==== DATA FOR PROCESSING
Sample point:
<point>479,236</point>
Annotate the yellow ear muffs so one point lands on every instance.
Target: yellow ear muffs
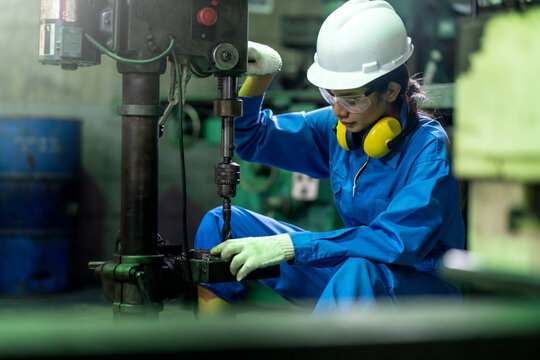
<point>377,139</point>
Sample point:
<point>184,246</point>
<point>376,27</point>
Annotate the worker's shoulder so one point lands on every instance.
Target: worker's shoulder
<point>431,139</point>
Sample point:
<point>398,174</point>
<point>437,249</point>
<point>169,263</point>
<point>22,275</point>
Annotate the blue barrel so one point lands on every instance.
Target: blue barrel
<point>39,199</point>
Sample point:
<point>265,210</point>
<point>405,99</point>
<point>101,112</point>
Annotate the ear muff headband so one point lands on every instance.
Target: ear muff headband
<point>376,142</point>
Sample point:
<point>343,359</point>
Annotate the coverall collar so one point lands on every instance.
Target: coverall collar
<point>392,159</point>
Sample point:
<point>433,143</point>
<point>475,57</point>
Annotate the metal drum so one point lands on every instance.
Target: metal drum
<point>39,197</point>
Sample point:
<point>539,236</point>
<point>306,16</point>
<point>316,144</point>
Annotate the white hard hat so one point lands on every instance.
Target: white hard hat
<point>359,42</point>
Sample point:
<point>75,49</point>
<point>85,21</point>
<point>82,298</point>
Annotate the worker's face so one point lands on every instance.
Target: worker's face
<point>381,104</point>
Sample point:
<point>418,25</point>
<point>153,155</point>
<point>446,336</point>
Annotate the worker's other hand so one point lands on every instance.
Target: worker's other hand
<point>252,253</point>
<point>262,59</point>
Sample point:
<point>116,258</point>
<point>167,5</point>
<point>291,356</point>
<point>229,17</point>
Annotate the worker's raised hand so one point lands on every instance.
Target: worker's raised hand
<point>262,59</point>
<point>252,253</point>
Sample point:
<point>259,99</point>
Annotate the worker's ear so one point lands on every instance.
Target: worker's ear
<point>392,91</point>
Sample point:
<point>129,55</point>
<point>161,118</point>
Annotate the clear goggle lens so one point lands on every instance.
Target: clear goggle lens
<point>352,103</point>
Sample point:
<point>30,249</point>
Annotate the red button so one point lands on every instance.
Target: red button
<point>207,16</point>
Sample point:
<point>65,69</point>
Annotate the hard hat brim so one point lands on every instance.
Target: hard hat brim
<point>340,80</point>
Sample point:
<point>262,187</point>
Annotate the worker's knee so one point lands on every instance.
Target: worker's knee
<point>366,273</point>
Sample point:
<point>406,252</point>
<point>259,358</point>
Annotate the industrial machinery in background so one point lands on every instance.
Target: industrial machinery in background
<point>200,38</point>
<point>496,148</point>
========
**GOAL OF THE EXERCISE**
Quote the material exactly. Pictures stay out.

**RESPONSE BELOW**
Sample point:
<point>479,236</point>
Annotate the yellow ear muffs so one point lands on every instance.
Target: yellow ear muffs
<point>377,139</point>
Sample point:
<point>184,246</point>
<point>376,27</point>
Annotate the worker's shoulder so one point lands on every instance.
Target: worker's shoulder
<point>431,139</point>
Sample point:
<point>398,174</point>
<point>437,249</point>
<point>169,263</point>
<point>22,275</point>
Annotate the blue barrel so one point lands on every instance.
Target: blue barrel
<point>39,199</point>
Sample point:
<point>265,210</point>
<point>405,99</point>
<point>101,112</point>
Annotate the ear muff headband so one point lands on every instance.
Target: ear muff headband
<point>376,142</point>
Sample point:
<point>343,359</point>
Annotate the coverall collar so one point lands on every instance.
Target: coverall collar
<point>392,159</point>
Sample point:
<point>433,143</point>
<point>475,57</point>
Annotate the metal drum so one point lands on every instance.
Target: metal drum
<point>39,197</point>
Sample point:
<point>539,236</point>
<point>306,16</point>
<point>316,144</point>
Annotate the white hard hat so one point lands on every instance.
Target: white hard hat
<point>359,42</point>
Sample point:
<point>75,49</point>
<point>85,21</point>
<point>82,298</point>
Annotate the worker's face so one point lands on every instance.
Target: worker's face
<point>381,104</point>
Sample point:
<point>418,25</point>
<point>153,155</point>
<point>446,336</point>
Annotate the worker's other hand so one point lands on every instance.
Target: worker's other hand
<point>252,253</point>
<point>262,59</point>
Sample point:
<point>116,258</point>
<point>167,5</point>
<point>291,356</point>
<point>229,17</point>
Annotate the worker's raised hand so one point lands on every instance.
Target: worker's raised hand
<point>262,59</point>
<point>252,253</point>
Sample point:
<point>259,99</point>
Annotate the worker's ear so one point lands on every instance.
Target: worker's ear
<point>392,91</point>
Sample point:
<point>129,55</point>
<point>161,118</point>
Annotate the clear goggle lens so one point lands on every instance.
Target: clear goggle lens
<point>352,103</point>
Sample point:
<point>30,249</point>
Annotate the red button so one point lands on every instance.
Target: red button
<point>207,16</point>
Sample point:
<point>65,69</point>
Annotate the hard hat brim so one point lands on every instance.
Target: hard hat brim
<point>340,80</point>
Sample point:
<point>262,187</point>
Annotate the worker's knee so one point lands on every instance.
Target: worker's knee
<point>366,273</point>
Sample point:
<point>406,252</point>
<point>259,358</point>
Annotate the industrial machinery in background so one point lands on every instance.
Target: industrial machinery in background
<point>200,38</point>
<point>496,148</point>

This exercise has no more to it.